**Exercise text**
########################################
In producing molten iron by a blast furnace, iron ore as iron raw material, coke as fuel, lime stone as by-product, etc. are introduced into the furnace from the top thereof, and hot blast is blown into the furnace from a tuyere in the lower portion thereof to burn the coke, so that the iron ore is reduced by the generated reducing gases mainly comprising CO and heat energy. As a result, the iron content of the iron ore becomes the main component of molten iron, while the gangue minerals of the iron ore, and the ashes of the coke become slag together with the limestone, both of which are periodically discharged from a tap hole and a slag hole, respectively, of the lower portion of the furnace. In the blast furnace, the molten iron is produced by the process of high-temperature reaction of the raw material and the reducing gases, and thus it is very important to maintain a stationary state while maintaining a material balance and a heat balance. There is a strong demand for maintaining the stability of furnace conditions in the operation of the blast furnace.
Therefore, in order to maintain the stable conditions of the blast furnace, it is an essential condition to sufficiently control heat conditions in the furnace.
The heat conditions in the blast furnace is divided into the level of heat conditions and the transition of heat conditions, and is one of items regarded as the most important information which reflects the in- furnace conditions such as reaction in the furnace, etc. The level of heat conditions and the transition of the heat conditions basically significantly affect the temperature of molten iron. Therefore, in order to stabilize the operation of the blast furnace and in order to decrease the unit fuel consumption, and in order to improve productivity and quality of molten iron, it is very important to measure, correctly and precisely, the temperature of the molten iron with a short time delay, to control the heat conditions in the furnace, on the basis of the information of the temperature measurement, and adjust, correctly and precisely, the temperature of the molten iron, to a target level. However, for the heat conditions in the blast furnace, conventionally, the level of the heat conditions in the furnace is evaluated by the temperature of the molten iron after tapping, and the heat conditions transition is evaluated and inferred from information from the various sensors arranged in the blast furnace.
(1) The Level of Heat Conditions.
########################################
**Available data**
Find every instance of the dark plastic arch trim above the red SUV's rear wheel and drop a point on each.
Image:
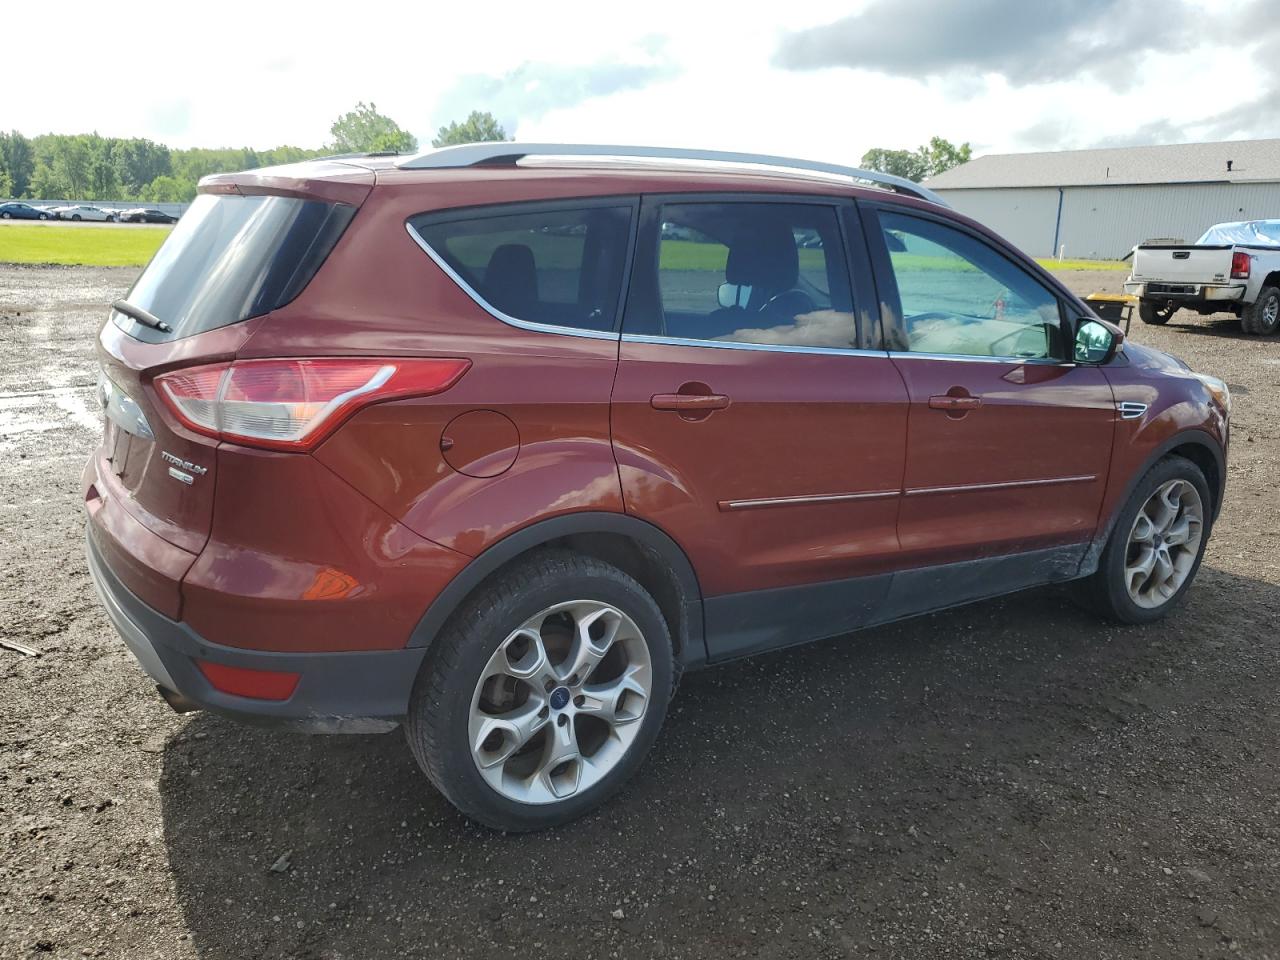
########################################
From the blast furnace text, copy out word for word the stretch from "Therefore, in order to maintain" through "in the furnace.".

Therefore, in order to maintain the stable conditions of the blast furnace, it is an essential condition to sufficiently control heat conditions in the furnace.